Task statement: Reproduce each of the following rows word for word.

Supplied entries:
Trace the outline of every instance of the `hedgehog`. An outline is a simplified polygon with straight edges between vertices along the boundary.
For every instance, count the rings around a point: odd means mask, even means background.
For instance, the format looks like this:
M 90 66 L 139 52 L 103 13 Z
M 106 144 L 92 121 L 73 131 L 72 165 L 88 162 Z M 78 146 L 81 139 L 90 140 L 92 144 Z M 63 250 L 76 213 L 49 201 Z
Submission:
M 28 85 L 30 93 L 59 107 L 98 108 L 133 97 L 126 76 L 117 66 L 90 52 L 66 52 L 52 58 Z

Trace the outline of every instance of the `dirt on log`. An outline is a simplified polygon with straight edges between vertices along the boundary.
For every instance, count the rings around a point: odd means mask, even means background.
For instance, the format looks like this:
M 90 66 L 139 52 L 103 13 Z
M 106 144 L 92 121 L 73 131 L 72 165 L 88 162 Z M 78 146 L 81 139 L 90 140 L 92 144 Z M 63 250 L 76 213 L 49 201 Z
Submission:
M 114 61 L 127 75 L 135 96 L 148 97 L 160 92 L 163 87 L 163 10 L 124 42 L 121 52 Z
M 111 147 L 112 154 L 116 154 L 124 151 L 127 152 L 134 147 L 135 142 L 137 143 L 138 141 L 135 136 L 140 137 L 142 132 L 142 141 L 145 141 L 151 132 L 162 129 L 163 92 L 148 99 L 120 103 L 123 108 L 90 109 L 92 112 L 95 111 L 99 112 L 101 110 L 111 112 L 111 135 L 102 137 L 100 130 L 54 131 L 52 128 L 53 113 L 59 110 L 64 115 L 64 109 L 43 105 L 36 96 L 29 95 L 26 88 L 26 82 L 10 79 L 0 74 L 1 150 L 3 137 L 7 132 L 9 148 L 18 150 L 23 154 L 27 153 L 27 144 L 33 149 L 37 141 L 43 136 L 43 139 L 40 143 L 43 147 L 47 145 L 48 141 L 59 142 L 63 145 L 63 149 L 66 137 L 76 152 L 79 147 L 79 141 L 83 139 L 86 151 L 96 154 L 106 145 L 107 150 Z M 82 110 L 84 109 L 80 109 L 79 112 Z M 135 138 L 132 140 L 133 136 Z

Written solution:
Trace the outline of every instance of the `hedgehog`. An outline is a simplified polygon with straight edges between vertices along the boundary.
For every instance, count the rings around a point: odd means mask, even means background.
For instance, the format looks like this:
M 90 66 L 139 52 L 103 13 Z
M 106 144 L 92 121 L 73 131 L 72 165 L 88 162 Z M 78 146 L 81 139 L 90 140 L 92 144 Z M 63 250 L 76 213 L 49 201 Z
Submission:
M 28 85 L 30 93 L 59 107 L 98 108 L 133 97 L 126 76 L 117 66 L 90 52 L 66 52 L 52 58 Z

Trace the outline of every instance of the `dirt on log`. An outline is a simplified polygon with straight edges between vertices along the boundary.
For every instance, count the rings around a point: odd means mask, even means background.
For instance, the format looks like this:
M 90 66 L 139 52 L 103 13 Z
M 106 144 L 92 121 L 73 131 L 72 165 L 88 162 Z M 78 146 L 81 139 L 90 140 L 92 144 Z M 63 250 L 76 213 L 49 201 Z
Submission:
M 114 61 L 127 75 L 135 96 L 148 97 L 160 92 L 163 87 L 163 10 L 124 42 L 121 52 Z
M 111 147 L 112 154 L 116 154 L 124 151 L 127 152 L 134 147 L 135 142 L 137 143 L 138 141 L 135 136 L 140 137 L 142 132 L 142 141 L 145 141 L 151 132 L 162 129 L 163 92 L 148 99 L 120 103 L 123 108 L 90 109 L 92 112 L 95 111 L 99 112 L 101 110 L 111 112 L 111 135 L 102 137 L 100 130 L 54 131 L 52 128 L 53 113 L 59 110 L 64 115 L 64 109 L 43 105 L 36 96 L 29 95 L 26 88 L 26 82 L 10 79 L 0 74 L 1 150 L 3 137 L 7 132 L 9 148 L 18 150 L 23 154 L 27 153 L 27 144 L 33 149 L 37 141 L 43 136 L 43 139 L 40 143 L 43 147 L 47 145 L 48 141 L 59 142 L 63 145 L 63 149 L 66 137 L 76 152 L 79 147 L 79 141 L 83 139 L 86 151 L 96 154 L 106 145 L 107 150 Z M 82 110 L 84 109 L 80 109 L 79 112 Z M 135 138 L 132 140 L 133 136 Z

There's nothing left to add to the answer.